▶ _Supplied text_:
- - -
Women with migraines accompanied by a visual disturbance called an aura are more likely to incur subtle, microscopic brain damage than are women without migraines, researchers report in the June 24 Journal of the American Medical Association.
A second study finds that women who have frequent migraines with an aura are four times as likely to have a stroke in subsequent years as are women without migraines. That finding, reported online June 24 in Neurology, bolsters previous studies linking migraines with stroke.
Auras often appear as arcs of sparkling light or blurry spots.
Although the new reports may appear frightening, they don’t reveal whether migraines are causally connected to strokes or vascular damage by any known biological mechanism, says Tobias Kurth, a neurologist and epidemiologist at INSERM, the French national health and medical research agency in Paris, and a coauthor of the report in Neurology.
In the study in JAMA, Lenore Launer, a neuroepidemiologist at the National Institute on Aging in Bethesda, Md., and her colleagues tapped into a registry of more than 4,000 people in Iceland whose health has been monitored since 1967. In these people, magnetic resonance imaging done 25 years after the start of the registry recorded any evidence of tiny brain lesions.
- - -
▶ _Dataset extract_:

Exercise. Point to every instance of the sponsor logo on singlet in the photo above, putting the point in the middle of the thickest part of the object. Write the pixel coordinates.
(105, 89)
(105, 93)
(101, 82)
- - -
Copy out the whole migraine and stroke research text word for word.

Women with migraines accompanied by a visual disturbance called an aura are more likely to incur subtle, microscopic brain damage than are women without migraines, researchers report in the June 24 Journal of the American Medical Association.
A second study finds that women who have frequent migraines with an aura are four times as likely to have a stroke in subsequent years as are women without migraines. That finding, reported online June 24 in Neurology, bolsters previous studies linking migraines with stroke.
Auras often appear as arcs of sparkling light or blurry spots.
Although the new reports may appear frightening, they don’t reveal whether migraines are causally connected to strokes or vascular damage by any known biological mechanism, says Tobias Kurth, a neurologist and epidemiologist at INSERM, the French national health and medical research agency in Paris, and a coauthor of the report in Neurology.
In the study in JAMA, Lenore Launer, a neuroepidemiologist at the National Institute on Aging in Bethesda, Md., and her colleagues tapped into a registry of more than 4,000 people in Iceland whose health has been monitored since 1967. In these people, magnetic resonance imaging done 25 years after the start of the registry recorded any evidence of tiny brain lesions.